> Supplied entries:
════════════════════

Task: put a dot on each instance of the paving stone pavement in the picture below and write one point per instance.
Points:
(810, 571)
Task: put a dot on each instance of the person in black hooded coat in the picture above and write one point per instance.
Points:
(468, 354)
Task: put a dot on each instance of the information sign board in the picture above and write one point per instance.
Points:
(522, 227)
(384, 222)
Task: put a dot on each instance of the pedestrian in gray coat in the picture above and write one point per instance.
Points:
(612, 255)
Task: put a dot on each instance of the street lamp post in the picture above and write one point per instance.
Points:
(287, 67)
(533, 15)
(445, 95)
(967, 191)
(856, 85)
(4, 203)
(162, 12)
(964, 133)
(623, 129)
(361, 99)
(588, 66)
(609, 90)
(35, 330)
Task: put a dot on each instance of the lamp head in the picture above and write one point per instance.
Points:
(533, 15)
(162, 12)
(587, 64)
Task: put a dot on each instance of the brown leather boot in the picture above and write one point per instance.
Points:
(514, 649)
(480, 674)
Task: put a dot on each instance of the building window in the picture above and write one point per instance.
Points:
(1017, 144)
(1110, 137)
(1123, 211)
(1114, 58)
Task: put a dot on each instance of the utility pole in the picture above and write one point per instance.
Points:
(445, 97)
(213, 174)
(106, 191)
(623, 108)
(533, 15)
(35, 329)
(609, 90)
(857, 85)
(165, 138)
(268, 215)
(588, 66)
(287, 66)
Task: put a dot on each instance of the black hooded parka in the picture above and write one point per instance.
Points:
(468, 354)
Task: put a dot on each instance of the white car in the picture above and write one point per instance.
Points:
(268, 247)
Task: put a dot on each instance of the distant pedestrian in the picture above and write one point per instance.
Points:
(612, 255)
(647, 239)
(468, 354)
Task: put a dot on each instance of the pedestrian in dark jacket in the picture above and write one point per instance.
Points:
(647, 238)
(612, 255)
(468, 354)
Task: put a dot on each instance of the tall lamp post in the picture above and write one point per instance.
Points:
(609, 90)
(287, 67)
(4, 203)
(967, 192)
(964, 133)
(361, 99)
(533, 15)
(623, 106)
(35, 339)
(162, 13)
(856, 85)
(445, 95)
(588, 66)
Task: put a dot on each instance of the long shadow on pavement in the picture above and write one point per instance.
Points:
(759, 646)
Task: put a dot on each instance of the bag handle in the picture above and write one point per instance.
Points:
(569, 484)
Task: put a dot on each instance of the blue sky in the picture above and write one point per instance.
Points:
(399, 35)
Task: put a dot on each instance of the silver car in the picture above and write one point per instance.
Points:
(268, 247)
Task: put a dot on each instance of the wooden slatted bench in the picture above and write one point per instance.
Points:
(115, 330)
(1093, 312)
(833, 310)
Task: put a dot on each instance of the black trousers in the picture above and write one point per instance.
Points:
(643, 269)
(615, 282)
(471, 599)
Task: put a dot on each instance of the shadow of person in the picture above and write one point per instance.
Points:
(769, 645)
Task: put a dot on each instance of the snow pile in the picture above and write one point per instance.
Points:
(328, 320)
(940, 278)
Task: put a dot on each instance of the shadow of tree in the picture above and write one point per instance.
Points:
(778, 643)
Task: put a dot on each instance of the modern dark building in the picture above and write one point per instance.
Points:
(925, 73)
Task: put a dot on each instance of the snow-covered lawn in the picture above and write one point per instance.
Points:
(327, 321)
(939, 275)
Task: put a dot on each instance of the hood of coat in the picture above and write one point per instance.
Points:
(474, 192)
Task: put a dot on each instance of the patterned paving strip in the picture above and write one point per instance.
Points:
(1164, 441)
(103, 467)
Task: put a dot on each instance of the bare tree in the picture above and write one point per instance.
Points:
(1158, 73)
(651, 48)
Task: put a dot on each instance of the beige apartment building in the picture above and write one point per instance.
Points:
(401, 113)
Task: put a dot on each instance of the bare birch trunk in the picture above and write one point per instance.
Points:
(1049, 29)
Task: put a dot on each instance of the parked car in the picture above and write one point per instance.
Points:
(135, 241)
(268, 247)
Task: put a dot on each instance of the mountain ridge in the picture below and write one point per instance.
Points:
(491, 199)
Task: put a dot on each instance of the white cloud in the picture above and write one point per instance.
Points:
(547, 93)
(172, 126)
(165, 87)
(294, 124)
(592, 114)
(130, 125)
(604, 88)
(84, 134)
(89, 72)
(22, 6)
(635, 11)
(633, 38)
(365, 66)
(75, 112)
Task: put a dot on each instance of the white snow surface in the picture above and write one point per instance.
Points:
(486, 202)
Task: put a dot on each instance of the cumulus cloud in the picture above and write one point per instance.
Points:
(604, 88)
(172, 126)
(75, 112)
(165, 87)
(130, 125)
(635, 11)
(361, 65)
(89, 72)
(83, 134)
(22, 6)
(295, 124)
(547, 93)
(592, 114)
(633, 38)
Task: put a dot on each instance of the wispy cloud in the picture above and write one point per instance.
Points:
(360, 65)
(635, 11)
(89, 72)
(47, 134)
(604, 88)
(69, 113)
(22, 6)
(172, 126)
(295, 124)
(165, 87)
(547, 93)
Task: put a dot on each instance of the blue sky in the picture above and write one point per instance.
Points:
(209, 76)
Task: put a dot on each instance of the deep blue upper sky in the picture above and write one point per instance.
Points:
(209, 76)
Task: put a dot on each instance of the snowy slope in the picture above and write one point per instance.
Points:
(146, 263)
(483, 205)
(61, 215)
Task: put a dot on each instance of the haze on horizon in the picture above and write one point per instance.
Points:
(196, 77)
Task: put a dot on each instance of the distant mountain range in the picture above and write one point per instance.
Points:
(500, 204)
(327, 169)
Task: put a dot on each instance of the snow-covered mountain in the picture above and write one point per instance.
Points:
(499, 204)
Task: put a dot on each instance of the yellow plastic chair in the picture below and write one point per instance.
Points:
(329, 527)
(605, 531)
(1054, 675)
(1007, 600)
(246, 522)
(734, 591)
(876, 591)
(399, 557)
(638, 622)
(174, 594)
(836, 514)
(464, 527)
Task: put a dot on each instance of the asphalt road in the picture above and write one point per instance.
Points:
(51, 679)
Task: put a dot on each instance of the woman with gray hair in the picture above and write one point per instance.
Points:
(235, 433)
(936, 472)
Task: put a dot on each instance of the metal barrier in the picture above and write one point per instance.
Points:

════════════════════

> What you should do: Repeat the records above exactly.

> Result below:
Task: put a dot on each instance of the paving stone pavement in the picture below and write one point per instance.
Points:
(810, 571)
Task: put a dot on each instance of the person in black hooded coat in the picture above and write one point per instance.
Points:
(468, 354)
Task: put a dot on each instance of the information sign board in the picture above and write one point per instance.
Points:
(522, 227)
(384, 222)
Task: put a dot on each instance of the pedestrian in gray coat in the picture above and write one point per instance.
Points:
(612, 255)
Task: put a dot on each instance of the street lamp post in the picture above and write one point per instance.
Points:
(287, 67)
(533, 15)
(445, 95)
(967, 191)
(856, 85)
(4, 203)
(162, 12)
(964, 133)
(623, 129)
(361, 99)
(588, 66)
(609, 90)
(35, 330)
Task: put a dot on each instance of the lamp head in the picture above and write one point per instance.
Points:
(533, 15)
(162, 12)
(587, 64)
Task: put a dot on each instance of the brown leather boot in the picture above and write one point per instance.
Points:
(514, 649)
(480, 674)
Task: put a dot on each instance of the building window in the picture above and write one point per instance.
Points:
(1017, 144)
(1110, 137)
(1123, 211)
(1114, 58)
Task: put a dot on each instance of the utility pole in the picture above and write one point per instance.
Points:
(445, 97)
(213, 174)
(106, 191)
(623, 108)
(533, 15)
(35, 329)
(609, 90)
(857, 85)
(165, 138)
(268, 215)
(588, 66)
(287, 66)
Task: put a dot on each instance of the black hooded parka in the picture above and write one point per instance.
Points:
(468, 354)
Task: put a dot on each instance of the white car in the picture above and write one point per instance.
Points:
(268, 247)
Task: put a dot on each instance of the distant pedestrian in the picture above and write one point per instance.
Points:
(612, 255)
(647, 239)
(468, 354)
Task: put a dot on each instance of the pedestrian in dark jacket in the picture above and write one point per instance.
Points:
(647, 238)
(612, 255)
(468, 354)
Task: put a dot on each instance of the tall lamp post in the picture above and write one point per instance.
Points:
(609, 90)
(287, 67)
(4, 203)
(967, 192)
(964, 133)
(361, 99)
(533, 15)
(623, 106)
(35, 339)
(162, 13)
(856, 85)
(445, 95)
(588, 66)
Task: put a dot on each instance of the long shadow on pavement in the picture above and write one point per instance.
Points:
(759, 646)
Task: put a dot on each instance of the bag handle in the picture above and write one point per instance.
Points:
(569, 484)
Task: put a dot on each instance of the blue sky in the picture above and write one point per instance.
Points:
(399, 35)
Task: put a dot on each instance of the silver car in the picture above and write one point per instance.
Points:
(268, 247)
Task: put a dot on each instance of the wooden slatted bench in the picture above and write one point per instance.
Points:
(115, 330)
(1093, 312)
(833, 310)
Task: put a dot on each instance of the black trousers in the picture above and write one point per instance.
Points:
(643, 269)
(615, 282)
(471, 599)
Task: put a dot on each instance of the shadow of person in the picture above and write one point per instance.
Points:
(769, 645)
Task: put a dot on each instance of the snow pile in the picture above and write one point per instance.
Points:
(328, 320)
(940, 278)
Task: put a dot on each instance of the shadow of tree in the picture above and write one point per instance.
Points:
(778, 643)
Task: put a dot on each instance of the modern dark building in the picture above and write one point per instance.
Points:
(925, 73)
Task: put a dot on each instance of the snow-covered lawn in the picture above and write one point per instance.
Points:
(327, 321)
(939, 275)
Task: put a dot on each instance of the hood of coat in the picture above and write one point per instance.
Points:
(474, 192)
Task: put a dot on each instance of the patterned paving strip in the picture above and write one point per instance.
Points:
(1164, 441)
(103, 467)
Task: put a dot on each instance of the bare tree in the picture above and write one point per instance.
Points:
(1158, 73)
(651, 48)
Task: put a dot on each instance of the beige apartment building in the picture above and write one point per instance.
Points:
(401, 113)
Task: put a dot on each instance of the bare birch trunk in the picture above and write one point per instance.
Points:
(1049, 29)
Task: put a dot on each instance of the parked car in the picture above and write one point per instance.
Points:
(135, 241)
(268, 247)
Task: put a dot on each instance of the mountain ridge in the picture below and write one point per instance.
Points:
(491, 199)
Task: put a dot on each instance of the white cloud in the picture above and write one point per instance.
Points:
(547, 93)
(172, 126)
(165, 87)
(294, 124)
(592, 114)
(130, 125)
(604, 88)
(84, 134)
(89, 72)
(22, 6)
(635, 11)
(633, 38)
(365, 66)
(75, 112)
Task: put a dot on each instance of the white snow surface in the picture above and write one point per instance.
Points:
(486, 202)
Task: put a dot on each instance of the cumulus cloud in the picture above and write one point per instance.
Points:
(604, 88)
(172, 126)
(75, 112)
(165, 87)
(130, 125)
(635, 11)
(361, 65)
(89, 72)
(83, 134)
(22, 6)
(295, 124)
(547, 93)
(592, 114)
(633, 38)
Task: put a dot on each instance of the wispy cloud in the picture above and write one point per instance.
Points:
(360, 65)
(635, 11)
(89, 72)
(47, 134)
(604, 88)
(69, 113)
(22, 6)
(172, 126)
(295, 124)
(165, 87)
(547, 93)
Task: put a dot on each instance of the blue sky in the picture above and write one point per instance.
Points:
(209, 76)
Task: put a dot on each instance of the deep blue upper sky in the picture above and write one point per instance.
Points:
(209, 76)
Task: put a dot on each instance of the snowy slope in the picture above and write one point per instance.
Points:
(146, 263)
(483, 205)
(61, 215)
Task: put a dot on each instance of the haze on horizon in the picture above and write one point per instance.
Points:
(196, 77)
Task: put a dot on each instance of the distant mountain range in the picture above and write one point per instance.
Points:
(500, 204)
(327, 169)
Task: put a dot on each instance of the snow-covered mountain in the picture above and write one point per instance.
Points:
(499, 204)
Task: put a dot on each instance of the yellow plastic chair in the picture below and write one point per instance.
Points:
(329, 527)
(605, 531)
(1054, 675)
(1007, 600)
(246, 522)
(734, 591)
(876, 591)
(399, 557)
(638, 622)
(174, 594)
(836, 514)
(464, 527)
Task: put a dot on each instance of the asphalt road in the picture above and write one point per instance.
Points:
(51, 679)
Task: put a dot on each instance of the woman with gray hair in the picture above and write one point per instance.
Points:
(235, 433)
(936, 472)
Task: put a dot on each instance of the metal barrier in the picture above and write one point per instance.
Points:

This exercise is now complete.